# CHALLENGE
Which of the lines below contain the string "bridge", with case counting? Copy each of those lines in full.

# RECORDS TO PROCESS start

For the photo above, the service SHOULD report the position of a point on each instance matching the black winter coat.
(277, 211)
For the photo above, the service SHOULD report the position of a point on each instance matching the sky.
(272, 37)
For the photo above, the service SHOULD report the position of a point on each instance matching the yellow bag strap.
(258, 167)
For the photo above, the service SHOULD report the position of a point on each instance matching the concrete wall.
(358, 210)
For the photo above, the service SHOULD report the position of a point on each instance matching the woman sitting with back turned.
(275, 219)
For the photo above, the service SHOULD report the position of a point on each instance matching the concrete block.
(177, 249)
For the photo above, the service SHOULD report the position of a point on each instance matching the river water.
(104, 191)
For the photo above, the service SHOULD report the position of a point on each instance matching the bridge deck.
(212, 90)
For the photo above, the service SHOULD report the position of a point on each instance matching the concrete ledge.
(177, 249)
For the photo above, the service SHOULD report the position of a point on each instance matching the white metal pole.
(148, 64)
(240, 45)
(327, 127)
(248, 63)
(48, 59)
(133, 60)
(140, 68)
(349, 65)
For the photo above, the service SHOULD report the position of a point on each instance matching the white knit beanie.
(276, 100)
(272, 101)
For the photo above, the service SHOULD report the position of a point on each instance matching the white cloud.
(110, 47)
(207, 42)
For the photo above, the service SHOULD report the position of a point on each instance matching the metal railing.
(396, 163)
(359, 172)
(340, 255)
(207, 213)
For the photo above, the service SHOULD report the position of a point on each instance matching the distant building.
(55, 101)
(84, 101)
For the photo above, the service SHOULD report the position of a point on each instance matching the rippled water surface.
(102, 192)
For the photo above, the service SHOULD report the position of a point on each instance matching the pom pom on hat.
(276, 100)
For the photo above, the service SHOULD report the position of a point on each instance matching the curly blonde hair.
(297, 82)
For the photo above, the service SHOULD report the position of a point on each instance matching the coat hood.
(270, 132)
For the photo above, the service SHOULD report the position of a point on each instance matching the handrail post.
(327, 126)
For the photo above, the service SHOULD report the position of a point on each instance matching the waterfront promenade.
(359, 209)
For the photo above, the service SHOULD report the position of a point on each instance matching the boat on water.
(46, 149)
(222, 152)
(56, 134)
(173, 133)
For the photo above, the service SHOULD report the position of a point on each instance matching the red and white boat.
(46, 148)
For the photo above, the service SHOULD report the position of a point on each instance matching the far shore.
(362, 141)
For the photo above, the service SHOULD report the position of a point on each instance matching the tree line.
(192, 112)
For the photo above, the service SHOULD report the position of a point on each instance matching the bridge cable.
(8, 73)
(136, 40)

# RECORDS TO PROCESS end
# RECORDS TO PROCESS start

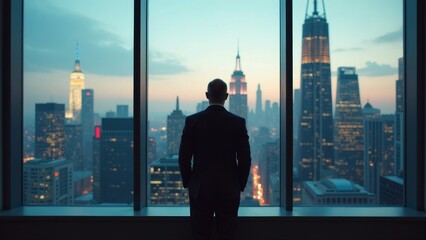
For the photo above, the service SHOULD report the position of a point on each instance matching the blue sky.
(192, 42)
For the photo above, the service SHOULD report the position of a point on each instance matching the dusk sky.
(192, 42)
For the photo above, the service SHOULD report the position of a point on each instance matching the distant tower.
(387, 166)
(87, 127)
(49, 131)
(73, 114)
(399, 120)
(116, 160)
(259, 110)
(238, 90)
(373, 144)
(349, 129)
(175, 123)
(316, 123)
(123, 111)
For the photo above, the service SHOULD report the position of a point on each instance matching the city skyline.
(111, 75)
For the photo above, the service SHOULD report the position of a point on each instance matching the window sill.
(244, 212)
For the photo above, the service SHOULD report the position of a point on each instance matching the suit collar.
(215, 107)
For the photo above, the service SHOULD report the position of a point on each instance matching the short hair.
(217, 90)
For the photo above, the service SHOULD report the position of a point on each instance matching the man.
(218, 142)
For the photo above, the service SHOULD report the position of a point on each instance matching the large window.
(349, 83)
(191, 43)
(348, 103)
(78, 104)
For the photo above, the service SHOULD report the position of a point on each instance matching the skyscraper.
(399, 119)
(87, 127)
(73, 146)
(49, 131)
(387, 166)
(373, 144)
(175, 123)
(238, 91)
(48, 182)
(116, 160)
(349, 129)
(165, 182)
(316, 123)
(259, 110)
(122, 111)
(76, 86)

# RECORDS TO PROCESS end

# FINAL RESULT
For the photo above, the service SHOULD report the position of a point on each instance matching the bridge deck.
For the photo above, the service SHOULD report the position of a point on each instance matching the bridge cable.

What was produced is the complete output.